Problems to work on
(A) From the code review thread, list every line of code marked as removed (a line that begins with a minus sign), in order of appearance and including repeats. Leave out the minus sign.
(B) Reproduce the stretch of the code review thread from "Posted to issues@lucene.apache.org" through "concurrent DrillSideways approach).", word for word.

You are viewing a plain text version of this content. The canonical link for it is here.
Posted to issues@lucene.apache.org by GitBox <gi...@apache.org> on 2021/05/26 02:02:45 UTC

[GitHub] [lucene] msokolov commented on a change in pull request #142: LUCENE-9944: Allow DrillSideways users to pass a CollectorManager without requiring an ExecutorService (and concurrent DrillSideways approach).

msokolov commented on a change in pull request #142:
URL: https://github.com/apache/lucene/pull/142#discussion_r639346222



##########
File path: lucene/facet/src/java/org/apache/lucene/facet/DrillSidewaysQuery.java
##########
@@ -40,21 +41,65 @@
 // TODO change the way DrillSidewaysScorer is used, this query does not work
 // with filter caching
 class DrillSidewaysQuery extends Query {
+
   final Query baseQuery;
-  final Collector drillDownCollector;
-  final Collector[] drillSidewaysCollectors;
+
+  // The caller must either directly provide FacetsCollectors for the drill down and sideways
+  // collecting, or provide FacetsCollectorManagers used to create the FacetsCollectors. If
+  // this query will be executed concurrently, FacetsCollectorManagers should be used to ensure

Review comment:
       can we raise an exception if this happens?

##########
File path: lucene/facet/src/java/org/apache/lucene/facet/DrillSidewaysQuery.java
##########
@@ -131,8 +185,24 @@ public boolean isCacheable(LeafReaderContext ctx) {
       public BulkScorer bulkScorer(LeafReaderContext context) throws IOException {
         Scorer baseScorer = baseWeight.scorer(context);
 
+        int drillDownCount = drillDowns.length;
+
+        // TODO: If the caller provided a FacetsCollectorManager instead of directly providing
+        // FacetsCollectors, we assume this will be invoked during a concurrent search. Ideally
+        // we'd only create new FacetsCollectors for each "leaf slice" that will be concurrently
+        // searched, as opposed to each actual leaf, but we don't have that information at this
+        // level so we always provide a new FacetsCollector. There might be a better way to
+        // refactor this logic.

Review comment:
       I think in the case of collecting results, we create the collectors in `IndexSearcher.search(Query query, CollectorManager<C, T> collectorManager)`, which knows about the slices. If we want to improve this, we could add a new `IndexSearcher.search` accepting a DrilldownQuery, but maybe that's something for another day?

##########
File path: lucene/facet/src/java/org/apache/lucene/facet/DrillSidewaysQuery.java
##########
@@ -40,21 +41,65 @@
 // TODO change the way DrillSidewaysScorer is used, this query does not work
 // with filter caching
 class DrillSidewaysQuery extends Query {
+
   final Query baseQuery;
-  final Collector drillDownCollector;
-  final Collector[] drillSidewaysCollectors;
+
+  // The caller must either directly provide FacetsCollectors for the drill down and sideways
+  // collecting, or provide FacetsCollectorManagers used to create the FacetsCollectors. If
+  // this query will be executed concurrently, FacetsCollectorManagers should be used to ensure
+  // multiple threads aren't collecting into the same FacetsCollector.

Records provided
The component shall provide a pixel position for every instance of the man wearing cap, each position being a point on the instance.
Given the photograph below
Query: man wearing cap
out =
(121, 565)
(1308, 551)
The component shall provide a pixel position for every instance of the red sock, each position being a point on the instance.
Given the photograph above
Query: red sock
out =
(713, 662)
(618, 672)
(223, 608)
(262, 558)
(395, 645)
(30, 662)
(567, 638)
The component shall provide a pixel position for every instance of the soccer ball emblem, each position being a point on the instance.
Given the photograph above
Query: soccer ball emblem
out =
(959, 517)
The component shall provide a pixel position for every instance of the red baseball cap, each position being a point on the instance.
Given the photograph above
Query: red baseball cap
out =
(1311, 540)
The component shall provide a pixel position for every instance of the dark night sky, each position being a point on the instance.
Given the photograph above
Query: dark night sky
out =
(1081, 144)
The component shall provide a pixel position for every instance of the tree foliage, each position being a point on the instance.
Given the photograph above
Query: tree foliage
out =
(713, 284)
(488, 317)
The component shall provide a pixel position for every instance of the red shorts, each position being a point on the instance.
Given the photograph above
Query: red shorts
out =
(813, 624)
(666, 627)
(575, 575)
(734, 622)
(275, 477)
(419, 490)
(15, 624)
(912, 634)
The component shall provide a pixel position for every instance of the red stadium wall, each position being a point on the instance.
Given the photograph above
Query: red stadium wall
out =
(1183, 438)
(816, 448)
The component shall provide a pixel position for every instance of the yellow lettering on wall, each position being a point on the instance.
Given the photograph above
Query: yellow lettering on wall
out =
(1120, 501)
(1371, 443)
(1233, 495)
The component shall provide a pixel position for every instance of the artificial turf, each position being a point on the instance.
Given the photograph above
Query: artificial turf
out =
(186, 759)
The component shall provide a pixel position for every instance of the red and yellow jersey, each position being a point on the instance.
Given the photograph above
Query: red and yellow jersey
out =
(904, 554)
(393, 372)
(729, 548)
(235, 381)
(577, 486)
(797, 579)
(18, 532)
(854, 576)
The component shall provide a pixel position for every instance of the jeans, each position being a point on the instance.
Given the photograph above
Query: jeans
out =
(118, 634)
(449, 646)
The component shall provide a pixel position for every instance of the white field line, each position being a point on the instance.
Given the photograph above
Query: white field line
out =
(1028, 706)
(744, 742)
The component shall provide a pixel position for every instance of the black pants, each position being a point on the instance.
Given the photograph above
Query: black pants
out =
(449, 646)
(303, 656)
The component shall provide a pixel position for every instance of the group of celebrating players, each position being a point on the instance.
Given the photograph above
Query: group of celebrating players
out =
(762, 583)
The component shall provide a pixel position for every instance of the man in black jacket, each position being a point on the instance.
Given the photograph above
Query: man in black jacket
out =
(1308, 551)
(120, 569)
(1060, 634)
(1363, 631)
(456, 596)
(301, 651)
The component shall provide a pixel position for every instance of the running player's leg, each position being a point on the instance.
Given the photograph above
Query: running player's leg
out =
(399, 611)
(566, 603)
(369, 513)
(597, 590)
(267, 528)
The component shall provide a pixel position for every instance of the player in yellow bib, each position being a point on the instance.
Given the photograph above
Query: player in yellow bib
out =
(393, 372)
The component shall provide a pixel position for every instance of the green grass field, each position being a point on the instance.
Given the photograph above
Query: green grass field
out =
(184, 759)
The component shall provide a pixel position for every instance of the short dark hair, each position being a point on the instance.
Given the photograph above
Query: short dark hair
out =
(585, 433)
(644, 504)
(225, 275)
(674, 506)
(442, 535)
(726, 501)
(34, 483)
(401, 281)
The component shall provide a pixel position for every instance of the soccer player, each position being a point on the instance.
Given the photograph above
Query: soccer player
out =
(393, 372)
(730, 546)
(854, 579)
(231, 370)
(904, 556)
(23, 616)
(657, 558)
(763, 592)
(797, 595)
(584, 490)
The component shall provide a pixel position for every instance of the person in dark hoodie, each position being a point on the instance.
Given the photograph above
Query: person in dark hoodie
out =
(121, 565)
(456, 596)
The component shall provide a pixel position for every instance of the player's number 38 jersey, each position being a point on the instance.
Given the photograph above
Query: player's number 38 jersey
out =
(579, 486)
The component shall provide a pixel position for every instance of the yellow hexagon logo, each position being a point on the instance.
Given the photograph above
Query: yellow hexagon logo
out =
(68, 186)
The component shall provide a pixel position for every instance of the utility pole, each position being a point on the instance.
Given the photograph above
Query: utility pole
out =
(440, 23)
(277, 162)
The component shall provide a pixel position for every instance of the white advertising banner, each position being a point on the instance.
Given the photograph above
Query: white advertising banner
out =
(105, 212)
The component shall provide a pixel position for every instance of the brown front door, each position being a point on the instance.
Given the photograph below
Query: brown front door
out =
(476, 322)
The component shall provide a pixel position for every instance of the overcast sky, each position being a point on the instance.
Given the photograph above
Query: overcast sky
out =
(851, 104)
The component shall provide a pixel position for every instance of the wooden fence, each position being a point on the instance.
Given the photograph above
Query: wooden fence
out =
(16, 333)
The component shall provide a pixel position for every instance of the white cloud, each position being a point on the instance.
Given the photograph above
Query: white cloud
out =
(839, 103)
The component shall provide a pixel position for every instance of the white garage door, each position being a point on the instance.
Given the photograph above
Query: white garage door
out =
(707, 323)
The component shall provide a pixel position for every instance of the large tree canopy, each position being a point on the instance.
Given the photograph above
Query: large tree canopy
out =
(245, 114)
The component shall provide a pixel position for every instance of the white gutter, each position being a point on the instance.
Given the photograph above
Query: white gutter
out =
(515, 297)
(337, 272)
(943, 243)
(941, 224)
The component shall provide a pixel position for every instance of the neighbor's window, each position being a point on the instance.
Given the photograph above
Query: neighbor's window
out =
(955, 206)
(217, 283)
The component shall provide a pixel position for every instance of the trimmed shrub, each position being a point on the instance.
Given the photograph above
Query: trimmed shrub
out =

In response
(A)
final Collector drillDownCollector;
final Collector[] drillSidewaysCollectors;
final Collector drillDownCollector;
final Collector[] drillSidewaysCollectors;

(B)
Posted to issues@lucene.apache.org by GitBox <gi...@apache.org> on 2021/05/26 02:02:45 UTC

[GitHub] [lucene] msokolov commented on a change in pull request #142: LUCENE-9944: Allow DrillSideways users to pass a CollectorManager without requiring an ExecutorService (and concurrent DrillSideways approach).